**Try it**
The exercise calls for every entry that follows to be repeated exactly.

Data to process: Begin

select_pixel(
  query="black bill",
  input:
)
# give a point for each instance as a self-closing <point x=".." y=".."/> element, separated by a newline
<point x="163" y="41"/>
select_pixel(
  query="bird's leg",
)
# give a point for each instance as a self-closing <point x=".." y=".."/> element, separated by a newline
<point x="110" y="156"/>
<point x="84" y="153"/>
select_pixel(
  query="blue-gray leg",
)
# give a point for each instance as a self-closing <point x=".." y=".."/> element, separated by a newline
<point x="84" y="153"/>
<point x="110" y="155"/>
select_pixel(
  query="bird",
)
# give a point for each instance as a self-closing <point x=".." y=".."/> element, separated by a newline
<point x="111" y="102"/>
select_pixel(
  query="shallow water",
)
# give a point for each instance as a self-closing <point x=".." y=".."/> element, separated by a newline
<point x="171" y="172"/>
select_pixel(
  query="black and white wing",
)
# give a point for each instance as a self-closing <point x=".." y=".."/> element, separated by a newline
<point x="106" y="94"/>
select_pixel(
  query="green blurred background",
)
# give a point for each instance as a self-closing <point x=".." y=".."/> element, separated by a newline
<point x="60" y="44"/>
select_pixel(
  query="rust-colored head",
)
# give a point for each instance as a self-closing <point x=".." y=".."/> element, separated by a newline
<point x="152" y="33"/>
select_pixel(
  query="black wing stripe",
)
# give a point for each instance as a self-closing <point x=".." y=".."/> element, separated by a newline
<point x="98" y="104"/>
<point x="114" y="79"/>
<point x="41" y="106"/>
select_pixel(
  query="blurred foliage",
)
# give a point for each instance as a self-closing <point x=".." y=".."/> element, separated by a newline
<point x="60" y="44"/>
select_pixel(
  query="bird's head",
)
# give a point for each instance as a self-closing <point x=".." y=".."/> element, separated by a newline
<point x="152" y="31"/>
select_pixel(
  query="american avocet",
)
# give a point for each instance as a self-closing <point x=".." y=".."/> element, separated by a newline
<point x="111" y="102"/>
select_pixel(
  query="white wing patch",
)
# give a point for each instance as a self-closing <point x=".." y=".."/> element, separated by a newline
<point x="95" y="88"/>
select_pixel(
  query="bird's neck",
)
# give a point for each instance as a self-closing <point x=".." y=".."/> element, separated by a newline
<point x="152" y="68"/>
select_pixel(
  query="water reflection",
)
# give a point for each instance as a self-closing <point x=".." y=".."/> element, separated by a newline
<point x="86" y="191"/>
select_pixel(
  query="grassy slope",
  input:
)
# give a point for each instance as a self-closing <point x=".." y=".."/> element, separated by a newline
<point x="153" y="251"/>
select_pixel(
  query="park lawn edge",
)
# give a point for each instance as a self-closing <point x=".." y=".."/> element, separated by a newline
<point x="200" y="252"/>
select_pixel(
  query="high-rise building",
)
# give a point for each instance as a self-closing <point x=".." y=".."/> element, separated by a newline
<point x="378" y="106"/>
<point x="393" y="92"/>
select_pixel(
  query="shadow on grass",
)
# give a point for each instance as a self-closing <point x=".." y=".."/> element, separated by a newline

Data to process: End

**Final answer**
select_pixel(
  query="black bill",
  input:
)
# give a point for each instance as a self-closing <point x=".." y=".."/> element, separated by a newline
<point x="163" y="41"/>
select_pixel(
  query="bird's leg",
)
# give a point for each instance as a self-closing <point x=".." y=".."/> element, separated by a newline
<point x="110" y="156"/>
<point x="84" y="153"/>
select_pixel(
  query="blue-gray leg",
)
# give a point for each instance as a self-closing <point x=".." y=".."/> element, separated by a newline
<point x="84" y="153"/>
<point x="110" y="155"/>
select_pixel(
  query="bird",
)
# give a point for each instance as a self-closing <point x=".." y=".."/> element, separated by a newline
<point x="111" y="102"/>
select_pixel(
  query="shallow water",
)
# give a point for each instance as a self-closing <point x=".." y=".."/> element, separated by a newline
<point x="171" y="172"/>
select_pixel(
  query="black and white wing",
)
# give a point for each instance as a self-closing <point x=".." y=".."/> element, separated by a newline
<point x="106" y="94"/>
select_pixel(
  query="green blurred background",
)
# give a point for each instance as a self-closing <point x=".." y=".."/> element, separated by a newline
<point x="60" y="44"/>
select_pixel(
  query="rust-colored head",
)
# give a point for each instance as a self-closing <point x=".." y=".."/> element, separated by a newline
<point x="152" y="33"/>
select_pixel(
  query="black wing stripe",
)
# give a point for each instance as a self-closing <point x=".." y=".."/> element, separated by a newline
<point x="98" y="104"/>
<point x="114" y="79"/>
<point x="41" y="106"/>
select_pixel(
  query="blurred foliage",
)
# give a point for each instance as a self-closing <point x=".." y=".."/> element, separated by a newline
<point x="60" y="44"/>
select_pixel(
  query="bird's head",
)
# give a point for each instance as a self-closing <point x=".." y=".."/> element, separated by a newline
<point x="152" y="31"/>
select_pixel(
  query="american avocet",
)
# give a point for each instance as a self-closing <point x=".." y=".."/> element, separated by a newline
<point x="111" y="102"/>
select_pixel(
  query="white wing patch",
)
# give a point for each instance as a self-closing <point x=".." y=".."/> element, separated by a newline
<point x="95" y="88"/>
select_pixel(
  query="bird's neck",
)
# give a point for each instance as a self-closing <point x=".." y=".."/> element, separated by a newline
<point x="152" y="68"/>
select_pixel(
  query="water reflection",
)
# give a point for each instance as a self-closing <point x=".." y=".."/> element, separated by a newline
<point x="86" y="191"/>
select_pixel(
  query="grassy slope",
  input:
)
# give a point for each instance as a self-closing <point x=".." y=".."/> element, separated by a newline
<point x="153" y="251"/>
select_pixel(
  query="park lawn edge",
)
# give a point for each instance as a self-closing <point x=".." y=".."/> element, separated by a newline
<point x="200" y="252"/>
select_pixel(
  query="high-rise building",
)
# give a point for each instance as a self-closing <point x=".." y=".."/> element, separated by a newline
<point x="378" y="106"/>
<point x="393" y="92"/>
select_pixel(
  query="shadow on grass",
)
# give a point for each instance as a self-closing <point x=".." y=".."/> element, separated by a newline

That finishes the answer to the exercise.